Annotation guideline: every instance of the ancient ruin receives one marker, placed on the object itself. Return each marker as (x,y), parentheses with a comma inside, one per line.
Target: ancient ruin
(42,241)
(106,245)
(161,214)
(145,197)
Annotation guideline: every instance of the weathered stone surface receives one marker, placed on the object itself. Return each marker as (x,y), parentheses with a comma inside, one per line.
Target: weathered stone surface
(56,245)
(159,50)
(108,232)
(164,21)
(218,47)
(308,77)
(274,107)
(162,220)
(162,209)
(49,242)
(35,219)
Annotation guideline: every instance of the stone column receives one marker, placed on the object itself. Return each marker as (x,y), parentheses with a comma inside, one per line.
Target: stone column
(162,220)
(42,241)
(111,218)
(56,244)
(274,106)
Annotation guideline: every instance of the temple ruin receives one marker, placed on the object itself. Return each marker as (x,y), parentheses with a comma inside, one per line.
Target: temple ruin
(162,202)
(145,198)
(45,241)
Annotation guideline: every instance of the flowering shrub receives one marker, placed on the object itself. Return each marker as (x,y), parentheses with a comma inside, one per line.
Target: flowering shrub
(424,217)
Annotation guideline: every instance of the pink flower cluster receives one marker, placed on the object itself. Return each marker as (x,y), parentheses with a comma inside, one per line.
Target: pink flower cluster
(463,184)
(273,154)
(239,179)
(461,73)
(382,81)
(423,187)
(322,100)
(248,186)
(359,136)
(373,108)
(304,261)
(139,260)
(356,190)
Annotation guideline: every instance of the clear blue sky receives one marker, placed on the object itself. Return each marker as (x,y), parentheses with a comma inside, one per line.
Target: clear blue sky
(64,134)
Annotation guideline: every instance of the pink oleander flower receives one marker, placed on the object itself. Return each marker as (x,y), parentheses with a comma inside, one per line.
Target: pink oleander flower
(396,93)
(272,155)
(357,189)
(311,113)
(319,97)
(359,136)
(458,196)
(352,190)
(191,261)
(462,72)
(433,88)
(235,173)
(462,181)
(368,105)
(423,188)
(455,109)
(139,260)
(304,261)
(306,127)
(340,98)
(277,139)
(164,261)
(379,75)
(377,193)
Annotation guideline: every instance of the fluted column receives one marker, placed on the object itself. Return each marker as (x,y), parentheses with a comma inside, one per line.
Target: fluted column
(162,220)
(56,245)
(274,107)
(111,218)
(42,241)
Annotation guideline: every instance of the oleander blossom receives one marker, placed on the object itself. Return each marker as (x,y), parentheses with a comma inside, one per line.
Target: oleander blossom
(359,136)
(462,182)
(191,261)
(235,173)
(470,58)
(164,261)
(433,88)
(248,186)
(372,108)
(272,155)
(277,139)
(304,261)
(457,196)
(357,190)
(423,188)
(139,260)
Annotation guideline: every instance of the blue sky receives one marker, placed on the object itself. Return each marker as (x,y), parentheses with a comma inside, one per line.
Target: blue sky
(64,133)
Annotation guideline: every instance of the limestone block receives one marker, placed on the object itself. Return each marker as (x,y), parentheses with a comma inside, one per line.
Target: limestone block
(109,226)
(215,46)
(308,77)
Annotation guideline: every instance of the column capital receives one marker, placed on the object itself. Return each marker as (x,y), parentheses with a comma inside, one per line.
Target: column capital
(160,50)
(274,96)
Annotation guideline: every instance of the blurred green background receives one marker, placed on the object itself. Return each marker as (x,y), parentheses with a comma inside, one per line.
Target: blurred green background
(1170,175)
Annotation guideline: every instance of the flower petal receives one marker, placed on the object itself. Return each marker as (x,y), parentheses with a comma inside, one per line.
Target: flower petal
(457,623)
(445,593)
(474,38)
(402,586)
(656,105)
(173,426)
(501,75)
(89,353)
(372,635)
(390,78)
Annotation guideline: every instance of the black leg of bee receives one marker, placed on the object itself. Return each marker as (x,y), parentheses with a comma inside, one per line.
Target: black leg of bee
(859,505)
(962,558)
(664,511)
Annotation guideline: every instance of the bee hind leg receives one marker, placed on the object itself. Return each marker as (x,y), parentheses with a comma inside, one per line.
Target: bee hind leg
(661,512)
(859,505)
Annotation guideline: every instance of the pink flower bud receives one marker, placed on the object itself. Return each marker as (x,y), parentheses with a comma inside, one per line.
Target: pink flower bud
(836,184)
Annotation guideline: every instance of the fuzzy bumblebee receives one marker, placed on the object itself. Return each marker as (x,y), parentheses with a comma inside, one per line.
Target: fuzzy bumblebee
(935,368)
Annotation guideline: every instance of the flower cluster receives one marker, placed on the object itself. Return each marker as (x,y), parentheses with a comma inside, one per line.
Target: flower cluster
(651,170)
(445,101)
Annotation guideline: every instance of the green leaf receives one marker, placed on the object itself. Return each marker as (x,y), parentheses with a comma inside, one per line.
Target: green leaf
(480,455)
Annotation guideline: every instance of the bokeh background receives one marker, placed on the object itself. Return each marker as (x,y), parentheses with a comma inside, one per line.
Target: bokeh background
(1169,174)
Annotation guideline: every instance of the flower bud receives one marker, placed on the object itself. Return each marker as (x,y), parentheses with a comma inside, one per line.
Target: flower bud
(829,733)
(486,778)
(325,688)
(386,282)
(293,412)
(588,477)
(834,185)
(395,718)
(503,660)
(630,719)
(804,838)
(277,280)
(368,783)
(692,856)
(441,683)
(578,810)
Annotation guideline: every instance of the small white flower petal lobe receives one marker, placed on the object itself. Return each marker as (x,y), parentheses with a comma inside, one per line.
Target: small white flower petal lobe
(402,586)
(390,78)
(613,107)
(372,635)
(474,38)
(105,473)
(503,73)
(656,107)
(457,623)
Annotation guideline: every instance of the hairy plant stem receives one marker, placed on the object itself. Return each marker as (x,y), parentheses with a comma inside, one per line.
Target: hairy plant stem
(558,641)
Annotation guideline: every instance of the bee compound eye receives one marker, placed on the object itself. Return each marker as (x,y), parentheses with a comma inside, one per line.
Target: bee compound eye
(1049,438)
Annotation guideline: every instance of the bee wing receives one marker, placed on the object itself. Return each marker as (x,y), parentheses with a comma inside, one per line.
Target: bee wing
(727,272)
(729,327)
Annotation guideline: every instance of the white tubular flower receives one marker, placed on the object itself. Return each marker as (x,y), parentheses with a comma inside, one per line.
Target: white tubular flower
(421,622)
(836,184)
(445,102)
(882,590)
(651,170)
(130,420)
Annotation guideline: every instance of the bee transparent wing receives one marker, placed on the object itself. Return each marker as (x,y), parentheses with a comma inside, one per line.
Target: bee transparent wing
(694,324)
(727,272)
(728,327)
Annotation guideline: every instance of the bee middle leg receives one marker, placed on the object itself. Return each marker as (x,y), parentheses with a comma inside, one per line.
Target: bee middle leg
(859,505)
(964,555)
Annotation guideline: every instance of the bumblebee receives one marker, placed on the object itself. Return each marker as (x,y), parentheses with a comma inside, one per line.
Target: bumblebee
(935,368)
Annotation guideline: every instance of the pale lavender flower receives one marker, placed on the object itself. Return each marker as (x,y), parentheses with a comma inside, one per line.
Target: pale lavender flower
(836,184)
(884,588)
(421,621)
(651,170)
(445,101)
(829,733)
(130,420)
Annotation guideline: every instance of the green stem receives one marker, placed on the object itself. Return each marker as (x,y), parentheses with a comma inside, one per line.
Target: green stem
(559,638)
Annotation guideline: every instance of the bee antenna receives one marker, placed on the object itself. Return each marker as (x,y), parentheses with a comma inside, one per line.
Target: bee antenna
========
Repeat exactly the lines above from the one with "Annotation guideline: every instance of the blue" up to and including the one with "Annotation guideline: every instance of the pink flower bud". No other line belongs in the reply.

• [REPLY]
Annotation guideline: every instance of the blue sky receives one marker, placed on the object itself. Return each marker as (x,y), parentheses with a comma inside, one per line.
Target: blue sky
(64,133)
Annotation guideline: every instance of the limestone block receives one marker, placed on the object itself. Return each marker as (x,y), parentheses with a comma inside, one per line.
Target: limestone block
(109,226)
(215,46)
(308,77)
Annotation guideline: every instance of the column capital receives one marker, placed on the object itself. Return each marker as (x,y), parentheses with a comma inside, one per line.
Target: column capital
(160,50)
(274,96)
Annotation guideline: every instance of the blurred green background receives one marker, placed on the object itself. Return each marker as (x,y), parentheses with a comma inside, one per line.
Target: blurred green background
(1170,175)
Annotation guideline: every instance of the flower petal receives one marker, placed on the object itself. Return each marker as (x,y), parentheses with a comma inside, one per line.
Target: flower petal
(457,623)
(445,593)
(474,38)
(402,586)
(656,105)
(173,426)
(501,75)
(89,353)
(372,635)
(390,78)
Annotation guideline: every instance of the black leg of bee receives one marker, placed on the object itself. Return each marker as (x,y), parentheses with a comma inside, one per line.
Target: black leg of bee
(859,505)
(962,558)
(664,511)
Annotation guideline: every instance of the bee hind leg receives one marker, placed on the object itself. Return each marker as (x,y), parentheses with a comma inside, one per line.
Target: bee hind leg
(661,512)
(859,505)
Annotation guideline: every instance of the pink flower bud receives one marker, placed on the object itself. Return each marker as (x,y), parentheses with a comma inside, one per line.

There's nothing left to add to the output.